In figure, arcs have been drawn of radius 21 cm each with vertices A, B, C and D of quadrilateral ABCD as centres. Find the area of the shaded region.
Given that, radius of each arc (r) = 21 cm
Area of sector with $\angle A=\frac{\angle A}{360^{\circ}} \times \pi r^{2}=\frac{\angle A}{360^{\circ}} \times \pi \times(21)^{2} \mathrm{~cm}^{2}$
$\left[\because\right.$ area of any sector with central angle $\theta$ and radius $\left.r=\frac{\pi r^{2}}{360^{\circ}} \times \theta\right]$
Area of sector with $\angle B=\frac{\angle B}{360^{\circ}} \times \pi r^{2}=\frac{\angle B}{360^{\circ}} \times \pi \times(21)^{2} \mathrm{~cm}^{2}$
Area of sector with $\angle C=\frac{\angle C}{360^{\circ}} \times \pi r^{2}=\frac{\angle C}{360^{\circ}} \times \pi \times(21)^{2} \mathrm{~cm}^{2}$
and area of sector with $\angle D=\frac{\angle D}{360^{\circ}} \times \pi r^{2}=\frac{\angle D}{360^{\circ}} \times \pi \times(21)^{2} \mathrm{~cm}^{2}$
Therefore, sum of the areas $\left(\right.$ in $\left.\mathrm{cm}^{2}\right)$ of the four sectors
$=\frac{\angle A}{360^{\circ}} \times \pi \times(21)^{2}+\frac{\angle B}{360^{\circ}} \times \pi \times(21)^{2}+\frac{\angle C}{360^{\circ}} \times \pi \times(21)^{2}+\frac{\angle D}{360^{\circ}} \times \pi \times(21)^{2}$
$=\frac{(\angle A+\angle B+\angle C+\angle D)}{360^{\circ}} \times \pi \times(21)^{2}$
$\left[\because\right.$ sum of all interior angles in any quadrilateral $\left.=360^{\circ}\right]$
$=22 \times 3 \times 21=1386 \mathrm{~cm}^{2}$
Hence, required area of the shade region is 1386 cm²

■ MATERIAL SUPPLIED:
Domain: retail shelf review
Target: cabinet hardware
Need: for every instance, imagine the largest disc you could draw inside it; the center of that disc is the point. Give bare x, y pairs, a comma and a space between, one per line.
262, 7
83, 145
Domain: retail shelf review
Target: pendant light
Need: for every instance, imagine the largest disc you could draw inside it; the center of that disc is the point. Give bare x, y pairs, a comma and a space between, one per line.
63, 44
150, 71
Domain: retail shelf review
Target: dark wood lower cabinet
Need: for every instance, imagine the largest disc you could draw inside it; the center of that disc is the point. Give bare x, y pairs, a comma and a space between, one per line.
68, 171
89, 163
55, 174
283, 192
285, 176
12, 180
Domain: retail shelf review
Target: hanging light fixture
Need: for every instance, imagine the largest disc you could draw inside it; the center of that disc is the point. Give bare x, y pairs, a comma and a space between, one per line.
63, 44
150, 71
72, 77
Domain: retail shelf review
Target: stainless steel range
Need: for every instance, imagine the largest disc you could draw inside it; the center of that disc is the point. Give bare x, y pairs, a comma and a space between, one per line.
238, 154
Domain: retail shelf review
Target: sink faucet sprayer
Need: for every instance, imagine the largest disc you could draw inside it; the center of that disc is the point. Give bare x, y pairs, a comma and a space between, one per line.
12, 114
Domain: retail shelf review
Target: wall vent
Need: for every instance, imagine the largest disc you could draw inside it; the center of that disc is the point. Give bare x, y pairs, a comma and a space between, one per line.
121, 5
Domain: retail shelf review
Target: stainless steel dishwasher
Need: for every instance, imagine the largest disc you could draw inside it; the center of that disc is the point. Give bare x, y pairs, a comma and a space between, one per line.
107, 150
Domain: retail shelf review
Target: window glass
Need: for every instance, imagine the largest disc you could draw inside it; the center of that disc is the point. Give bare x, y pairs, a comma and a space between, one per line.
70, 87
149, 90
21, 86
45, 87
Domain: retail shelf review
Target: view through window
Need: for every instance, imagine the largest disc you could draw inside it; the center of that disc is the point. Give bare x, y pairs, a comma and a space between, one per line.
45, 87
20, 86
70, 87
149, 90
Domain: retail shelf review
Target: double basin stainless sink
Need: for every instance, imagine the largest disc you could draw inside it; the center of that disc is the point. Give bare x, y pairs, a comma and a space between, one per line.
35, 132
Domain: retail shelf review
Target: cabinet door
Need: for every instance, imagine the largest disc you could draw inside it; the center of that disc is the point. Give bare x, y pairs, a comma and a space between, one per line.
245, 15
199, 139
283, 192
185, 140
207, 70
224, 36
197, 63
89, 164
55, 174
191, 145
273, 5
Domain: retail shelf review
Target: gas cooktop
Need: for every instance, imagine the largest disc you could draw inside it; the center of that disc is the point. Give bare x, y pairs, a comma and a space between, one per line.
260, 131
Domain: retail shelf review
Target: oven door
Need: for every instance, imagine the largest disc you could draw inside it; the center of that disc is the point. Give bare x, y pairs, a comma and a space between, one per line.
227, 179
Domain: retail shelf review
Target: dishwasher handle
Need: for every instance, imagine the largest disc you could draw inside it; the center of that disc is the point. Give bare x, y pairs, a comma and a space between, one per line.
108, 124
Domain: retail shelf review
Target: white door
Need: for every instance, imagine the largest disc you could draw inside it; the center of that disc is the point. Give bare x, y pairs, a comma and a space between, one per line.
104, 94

■ WHAT THIS EXERCISE ASKS:
- 1) Reproduce the shaded-region solution from "In figure, arcs" up to and including "the shaded region.".
- 2) According to the shaded-region solution, what is the area of the shaded region?

■ REPLIES:
- 1)
In figure, arcs have been drawn of radius 21 cm each with vertices A, B, C and D of quadrilateral ABCD as centres. Find the area of the shaded region.

- 2) 1386 cm²